→ **What is needed**
Reproduce exactly the span of lines that opens with the line containing "Field-scouting task: mark every instance of the hardwood" and closes with the last line of the entries below.

→ **Source information**
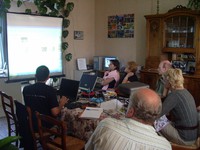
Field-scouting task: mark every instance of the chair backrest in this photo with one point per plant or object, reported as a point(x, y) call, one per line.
point(8, 107)
point(46, 133)
point(35, 135)
point(24, 130)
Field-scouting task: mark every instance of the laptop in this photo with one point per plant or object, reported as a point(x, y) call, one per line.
point(87, 82)
point(128, 88)
point(69, 88)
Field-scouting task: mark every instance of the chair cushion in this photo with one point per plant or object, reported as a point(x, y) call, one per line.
point(72, 143)
point(194, 146)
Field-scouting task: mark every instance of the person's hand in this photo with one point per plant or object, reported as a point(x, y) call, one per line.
point(106, 73)
point(63, 100)
point(198, 108)
point(130, 74)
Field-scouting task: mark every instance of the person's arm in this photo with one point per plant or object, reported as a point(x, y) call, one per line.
point(107, 81)
point(125, 80)
point(169, 103)
point(56, 110)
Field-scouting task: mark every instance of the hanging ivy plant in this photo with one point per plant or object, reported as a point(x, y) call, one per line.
point(194, 4)
point(54, 8)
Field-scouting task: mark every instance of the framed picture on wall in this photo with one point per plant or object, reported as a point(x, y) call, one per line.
point(78, 35)
point(121, 26)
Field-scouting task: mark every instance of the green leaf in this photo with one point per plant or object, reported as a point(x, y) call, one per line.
point(65, 33)
point(68, 56)
point(64, 46)
point(28, 11)
point(66, 23)
point(66, 13)
point(7, 4)
point(19, 3)
point(70, 6)
point(8, 140)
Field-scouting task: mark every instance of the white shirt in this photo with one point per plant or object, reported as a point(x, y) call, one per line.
point(126, 134)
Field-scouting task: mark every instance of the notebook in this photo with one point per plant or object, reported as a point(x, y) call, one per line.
point(88, 82)
point(69, 88)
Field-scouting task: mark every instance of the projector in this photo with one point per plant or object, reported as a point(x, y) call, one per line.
point(126, 89)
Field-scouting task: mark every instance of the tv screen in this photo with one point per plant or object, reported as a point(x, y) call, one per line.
point(107, 61)
point(33, 41)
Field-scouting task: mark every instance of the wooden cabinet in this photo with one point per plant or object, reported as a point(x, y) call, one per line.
point(176, 32)
point(173, 33)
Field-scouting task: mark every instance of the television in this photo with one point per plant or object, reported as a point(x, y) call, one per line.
point(32, 41)
point(106, 61)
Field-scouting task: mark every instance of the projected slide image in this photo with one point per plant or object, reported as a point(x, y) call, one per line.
point(33, 44)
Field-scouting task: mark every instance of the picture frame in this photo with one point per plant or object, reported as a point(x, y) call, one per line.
point(78, 35)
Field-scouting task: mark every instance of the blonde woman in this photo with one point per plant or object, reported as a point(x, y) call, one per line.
point(130, 71)
point(181, 105)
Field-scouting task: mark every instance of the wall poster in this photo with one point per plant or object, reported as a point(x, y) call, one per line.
point(121, 26)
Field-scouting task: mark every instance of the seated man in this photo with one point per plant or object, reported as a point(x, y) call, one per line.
point(41, 97)
point(130, 71)
point(111, 77)
point(136, 130)
point(162, 68)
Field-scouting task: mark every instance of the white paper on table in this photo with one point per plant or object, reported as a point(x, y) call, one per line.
point(91, 113)
point(81, 62)
point(160, 123)
point(113, 104)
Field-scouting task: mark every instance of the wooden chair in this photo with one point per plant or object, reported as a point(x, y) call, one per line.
point(195, 146)
point(35, 135)
point(61, 140)
point(23, 125)
point(8, 107)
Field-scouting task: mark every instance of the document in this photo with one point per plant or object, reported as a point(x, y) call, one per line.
point(91, 113)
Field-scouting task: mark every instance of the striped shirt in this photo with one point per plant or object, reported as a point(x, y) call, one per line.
point(126, 134)
point(181, 104)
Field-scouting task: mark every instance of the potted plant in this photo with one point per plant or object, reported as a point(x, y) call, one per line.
point(5, 143)
point(194, 4)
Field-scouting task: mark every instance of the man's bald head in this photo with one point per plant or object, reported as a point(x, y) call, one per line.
point(164, 66)
point(146, 104)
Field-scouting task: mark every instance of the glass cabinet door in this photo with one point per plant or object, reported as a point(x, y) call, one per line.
point(179, 32)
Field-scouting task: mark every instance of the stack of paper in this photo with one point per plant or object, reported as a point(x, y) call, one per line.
point(91, 113)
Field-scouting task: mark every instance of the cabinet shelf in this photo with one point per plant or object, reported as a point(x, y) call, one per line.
point(179, 50)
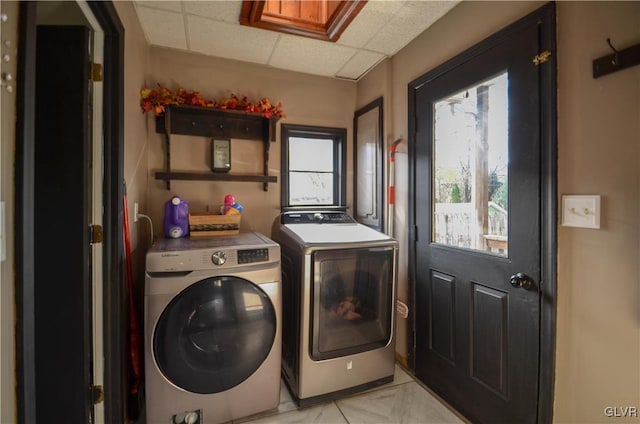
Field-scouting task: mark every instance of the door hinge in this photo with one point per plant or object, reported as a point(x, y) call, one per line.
point(96, 72)
point(541, 58)
point(95, 236)
point(97, 394)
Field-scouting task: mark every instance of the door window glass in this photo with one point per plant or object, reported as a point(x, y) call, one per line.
point(470, 181)
point(214, 335)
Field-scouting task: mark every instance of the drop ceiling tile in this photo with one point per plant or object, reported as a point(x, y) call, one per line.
point(223, 39)
point(359, 64)
point(310, 56)
point(226, 11)
point(373, 16)
point(174, 6)
point(408, 22)
point(163, 28)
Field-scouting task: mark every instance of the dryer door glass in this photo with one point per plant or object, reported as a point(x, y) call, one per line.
point(214, 334)
point(352, 306)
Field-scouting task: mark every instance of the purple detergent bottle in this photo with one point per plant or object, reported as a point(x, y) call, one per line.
point(176, 218)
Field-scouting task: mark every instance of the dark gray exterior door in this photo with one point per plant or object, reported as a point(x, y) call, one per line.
point(476, 251)
point(63, 299)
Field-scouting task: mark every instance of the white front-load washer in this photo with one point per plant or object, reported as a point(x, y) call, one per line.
point(212, 328)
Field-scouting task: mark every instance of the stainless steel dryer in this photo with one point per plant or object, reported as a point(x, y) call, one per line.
point(212, 328)
point(339, 294)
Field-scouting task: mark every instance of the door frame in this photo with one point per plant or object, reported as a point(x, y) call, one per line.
point(545, 15)
point(113, 253)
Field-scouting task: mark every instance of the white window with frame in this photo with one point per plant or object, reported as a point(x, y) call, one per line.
point(313, 167)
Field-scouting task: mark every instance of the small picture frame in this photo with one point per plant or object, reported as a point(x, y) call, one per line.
point(221, 155)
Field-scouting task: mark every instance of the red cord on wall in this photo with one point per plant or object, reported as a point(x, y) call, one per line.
point(134, 332)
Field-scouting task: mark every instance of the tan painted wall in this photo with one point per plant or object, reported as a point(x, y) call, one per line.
point(598, 346)
point(306, 99)
point(9, 31)
point(136, 143)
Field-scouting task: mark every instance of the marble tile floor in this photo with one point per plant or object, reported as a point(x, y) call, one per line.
point(403, 401)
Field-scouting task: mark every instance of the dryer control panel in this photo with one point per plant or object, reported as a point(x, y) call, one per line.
point(250, 256)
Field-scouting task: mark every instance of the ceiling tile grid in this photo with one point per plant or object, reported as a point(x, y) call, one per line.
point(380, 30)
point(230, 41)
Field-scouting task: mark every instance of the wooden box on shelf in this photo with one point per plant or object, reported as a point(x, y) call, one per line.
point(205, 224)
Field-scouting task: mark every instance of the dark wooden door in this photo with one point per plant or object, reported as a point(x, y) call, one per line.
point(63, 319)
point(476, 210)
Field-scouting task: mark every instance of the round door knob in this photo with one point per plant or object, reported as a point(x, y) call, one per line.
point(521, 281)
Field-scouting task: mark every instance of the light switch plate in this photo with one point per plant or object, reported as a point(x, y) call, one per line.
point(581, 211)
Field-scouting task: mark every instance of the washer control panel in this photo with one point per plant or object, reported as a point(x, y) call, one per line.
point(219, 258)
point(329, 217)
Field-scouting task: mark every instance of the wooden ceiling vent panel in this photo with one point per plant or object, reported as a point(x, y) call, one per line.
point(322, 19)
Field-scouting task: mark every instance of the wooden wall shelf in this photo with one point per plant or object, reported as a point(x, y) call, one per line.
point(215, 123)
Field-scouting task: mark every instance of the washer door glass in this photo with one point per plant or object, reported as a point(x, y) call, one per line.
point(214, 334)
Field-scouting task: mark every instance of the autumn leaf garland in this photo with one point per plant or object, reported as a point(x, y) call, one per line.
point(156, 101)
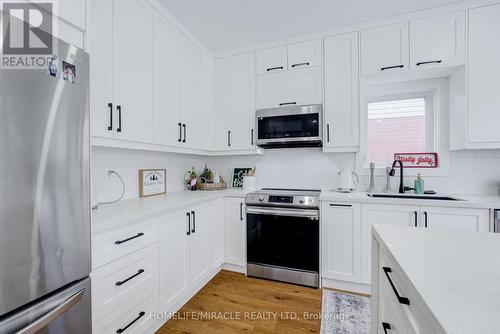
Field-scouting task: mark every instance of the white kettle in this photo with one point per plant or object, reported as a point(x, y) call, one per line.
point(348, 180)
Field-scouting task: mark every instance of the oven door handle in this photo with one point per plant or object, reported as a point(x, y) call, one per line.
point(307, 213)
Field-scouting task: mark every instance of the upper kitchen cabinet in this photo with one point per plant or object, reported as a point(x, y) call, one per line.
point(132, 70)
point(235, 102)
point(341, 116)
point(384, 49)
point(483, 112)
point(304, 54)
point(167, 127)
point(121, 70)
point(289, 57)
point(271, 60)
point(195, 126)
point(437, 41)
point(298, 87)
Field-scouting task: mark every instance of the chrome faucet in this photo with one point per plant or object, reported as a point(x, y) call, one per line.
point(393, 172)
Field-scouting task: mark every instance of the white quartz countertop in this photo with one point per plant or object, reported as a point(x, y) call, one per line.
point(467, 201)
point(457, 274)
point(109, 216)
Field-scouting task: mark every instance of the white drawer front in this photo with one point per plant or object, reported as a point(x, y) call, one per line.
point(132, 317)
point(115, 283)
point(415, 317)
point(114, 244)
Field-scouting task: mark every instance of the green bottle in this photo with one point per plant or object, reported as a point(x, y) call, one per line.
point(418, 184)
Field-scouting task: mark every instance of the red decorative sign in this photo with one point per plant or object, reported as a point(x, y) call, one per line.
point(417, 160)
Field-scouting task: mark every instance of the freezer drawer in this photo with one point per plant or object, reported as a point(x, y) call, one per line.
point(62, 312)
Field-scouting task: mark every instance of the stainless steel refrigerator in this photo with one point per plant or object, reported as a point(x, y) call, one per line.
point(44, 197)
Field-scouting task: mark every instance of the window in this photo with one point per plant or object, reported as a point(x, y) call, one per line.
point(403, 117)
point(395, 126)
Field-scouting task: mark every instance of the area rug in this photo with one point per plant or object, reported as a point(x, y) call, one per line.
point(345, 314)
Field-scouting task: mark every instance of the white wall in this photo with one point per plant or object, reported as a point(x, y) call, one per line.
point(472, 172)
point(128, 162)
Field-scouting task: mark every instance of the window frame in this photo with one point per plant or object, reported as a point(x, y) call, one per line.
point(435, 92)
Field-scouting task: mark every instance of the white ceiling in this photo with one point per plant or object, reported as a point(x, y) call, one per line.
point(229, 24)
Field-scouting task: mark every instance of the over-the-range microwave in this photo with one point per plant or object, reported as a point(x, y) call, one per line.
point(291, 126)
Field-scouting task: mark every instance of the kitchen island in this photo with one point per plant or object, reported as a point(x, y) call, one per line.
point(432, 281)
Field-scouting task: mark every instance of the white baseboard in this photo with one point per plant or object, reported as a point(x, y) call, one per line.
point(345, 286)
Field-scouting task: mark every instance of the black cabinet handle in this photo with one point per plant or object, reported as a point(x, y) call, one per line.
point(274, 68)
point(430, 62)
point(194, 222)
point(128, 279)
point(402, 300)
point(140, 234)
point(119, 128)
point(300, 64)
point(110, 126)
point(391, 67)
point(121, 330)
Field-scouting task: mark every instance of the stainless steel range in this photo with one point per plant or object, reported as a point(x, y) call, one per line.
point(283, 235)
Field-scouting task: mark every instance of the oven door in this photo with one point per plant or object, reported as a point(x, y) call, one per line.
point(290, 125)
point(286, 238)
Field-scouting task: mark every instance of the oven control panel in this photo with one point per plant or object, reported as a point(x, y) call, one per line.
point(282, 200)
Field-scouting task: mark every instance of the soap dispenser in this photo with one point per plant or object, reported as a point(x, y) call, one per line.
point(418, 184)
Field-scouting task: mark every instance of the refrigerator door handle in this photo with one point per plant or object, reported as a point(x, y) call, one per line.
point(52, 315)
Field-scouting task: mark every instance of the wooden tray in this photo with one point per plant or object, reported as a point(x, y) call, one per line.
point(211, 186)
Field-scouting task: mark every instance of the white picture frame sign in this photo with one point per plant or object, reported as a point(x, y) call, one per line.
point(152, 182)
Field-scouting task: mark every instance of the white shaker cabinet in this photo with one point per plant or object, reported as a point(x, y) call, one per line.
point(200, 243)
point(174, 258)
point(235, 102)
point(341, 241)
point(472, 220)
point(437, 41)
point(132, 69)
point(398, 215)
point(121, 90)
point(271, 60)
point(483, 112)
point(235, 231)
point(341, 113)
point(304, 54)
point(385, 49)
point(167, 125)
point(298, 87)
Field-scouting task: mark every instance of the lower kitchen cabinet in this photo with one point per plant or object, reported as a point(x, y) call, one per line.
point(217, 233)
point(174, 258)
point(235, 231)
point(444, 218)
point(199, 243)
point(341, 240)
point(187, 245)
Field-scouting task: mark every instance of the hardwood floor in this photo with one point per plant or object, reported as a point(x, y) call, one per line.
point(248, 305)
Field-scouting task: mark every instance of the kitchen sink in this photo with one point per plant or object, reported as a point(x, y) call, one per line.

→ **Task answer**
Field-scouting task: mark every instance of the hardwood floor in this photo with one point per plant or object, reported as a point(x, y) call, one per line.
point(248, 305)
Field-scouting task: mark every instance of the kitchen sink in this photo with one point per plant or object, reported as a point(x, y) call, one per line.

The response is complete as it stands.